Parte da introdução do informativo no qual o Instituto Brasileiro de Geografia e Estatísticas (IBGE) apresenta a pesquisa é bastante significativo para iniciarmos algumas reflexões finais sobre os dados.

“Mesmo com a implementação de programas de transferência de renda, a exemplo do Auxílio Brasil e, mais recentemente, dos programas emergenciais adotados em 2020, como o Auxílio Emergencial, bem como das políticas públicas voltadas à ampliação do acesso desta população a bens e serviços acima referidos, os maiores impactos sobre a população preta ou parda, por exemplo, não foram capazes de reverter as históricas desigualdades que mantém sua situação de maior vulnerabilidade socioeconômica” (p. 01), lê-se no relatório.

Mesmo considerando a completa ineficácia dos programas implementados por Bolsonaro, particularmente em meio à pandemia, é importante destacar que a impossibilidade que tiveram para reverter as desigualdades históricas entre brancos e não-brancos não tem a ver somente com os míseros valores pagos; mas, sim, com a lógica destas políticas públicas, que foi a mesmíssima do Bolsa-Família que eles substituíram: oferecer migalhas para o povo trabalhador enquanto bilhões são destinados para os bancos, as empresas, o agronegócio, a dívida pública etc.

[Registros de uma fonte de dados]
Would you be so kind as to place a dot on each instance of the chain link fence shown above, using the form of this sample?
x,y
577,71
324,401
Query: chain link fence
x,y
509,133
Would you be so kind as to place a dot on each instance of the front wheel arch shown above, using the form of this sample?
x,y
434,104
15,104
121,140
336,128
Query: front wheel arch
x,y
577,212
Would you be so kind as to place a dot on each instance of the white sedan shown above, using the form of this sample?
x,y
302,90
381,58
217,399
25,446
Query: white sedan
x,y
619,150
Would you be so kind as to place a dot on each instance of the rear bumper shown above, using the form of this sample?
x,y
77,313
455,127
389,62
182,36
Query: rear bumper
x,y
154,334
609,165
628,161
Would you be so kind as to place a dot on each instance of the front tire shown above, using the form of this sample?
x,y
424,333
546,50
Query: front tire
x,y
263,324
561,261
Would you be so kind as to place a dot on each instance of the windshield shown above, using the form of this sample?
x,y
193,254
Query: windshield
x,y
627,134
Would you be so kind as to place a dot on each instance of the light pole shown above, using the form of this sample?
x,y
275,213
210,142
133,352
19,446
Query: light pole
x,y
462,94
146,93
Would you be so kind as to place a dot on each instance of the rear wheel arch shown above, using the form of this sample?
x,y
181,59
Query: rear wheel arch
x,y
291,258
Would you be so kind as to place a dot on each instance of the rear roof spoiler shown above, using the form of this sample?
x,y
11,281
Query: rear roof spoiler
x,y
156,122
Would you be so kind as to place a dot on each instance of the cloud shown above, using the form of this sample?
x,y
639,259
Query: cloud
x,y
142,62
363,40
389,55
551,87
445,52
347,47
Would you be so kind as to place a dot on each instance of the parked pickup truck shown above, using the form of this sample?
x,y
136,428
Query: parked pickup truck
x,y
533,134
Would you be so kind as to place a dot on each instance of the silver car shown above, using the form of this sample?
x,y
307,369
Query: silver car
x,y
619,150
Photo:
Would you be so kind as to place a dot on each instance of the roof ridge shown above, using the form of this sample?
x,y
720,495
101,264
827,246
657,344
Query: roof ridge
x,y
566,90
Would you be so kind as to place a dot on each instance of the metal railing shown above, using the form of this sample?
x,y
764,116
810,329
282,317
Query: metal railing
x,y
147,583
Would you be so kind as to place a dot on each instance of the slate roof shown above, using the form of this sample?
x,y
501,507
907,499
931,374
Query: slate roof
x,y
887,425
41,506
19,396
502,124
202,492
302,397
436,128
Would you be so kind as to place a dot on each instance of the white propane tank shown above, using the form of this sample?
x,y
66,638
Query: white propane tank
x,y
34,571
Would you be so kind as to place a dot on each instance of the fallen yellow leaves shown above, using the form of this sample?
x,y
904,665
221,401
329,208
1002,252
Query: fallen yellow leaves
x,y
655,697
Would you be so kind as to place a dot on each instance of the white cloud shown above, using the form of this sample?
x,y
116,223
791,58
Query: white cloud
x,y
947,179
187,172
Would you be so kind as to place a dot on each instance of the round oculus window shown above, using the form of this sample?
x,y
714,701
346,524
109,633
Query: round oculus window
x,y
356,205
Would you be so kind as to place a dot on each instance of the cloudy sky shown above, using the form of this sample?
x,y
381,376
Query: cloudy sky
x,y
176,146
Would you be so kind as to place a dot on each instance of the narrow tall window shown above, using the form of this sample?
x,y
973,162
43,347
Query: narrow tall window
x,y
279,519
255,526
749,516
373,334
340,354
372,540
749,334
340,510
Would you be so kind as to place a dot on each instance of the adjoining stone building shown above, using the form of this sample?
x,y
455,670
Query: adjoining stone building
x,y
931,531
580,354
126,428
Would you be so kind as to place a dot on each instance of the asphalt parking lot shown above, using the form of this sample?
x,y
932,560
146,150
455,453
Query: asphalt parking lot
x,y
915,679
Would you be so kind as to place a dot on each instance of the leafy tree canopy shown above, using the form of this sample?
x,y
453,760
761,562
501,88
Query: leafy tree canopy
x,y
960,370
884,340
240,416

— Instruções da tarefa —
Responda com base no texto de estudo:
1. Qual instituto apresenta a pesquisa no informativo?
2. Que programa emergencial adotado em 2020 o relatório dá como exemplo?
3. Segundo o último parágrafo, que programa foi substituído pelos programas implementados por Bolsonaro?

— Resposta do exercício —
1. O Instituto Brasileiro de Geografia e Estatísticas (IBGE).
2. O Auxílio Emergencial.
3. O Bolsa-Família.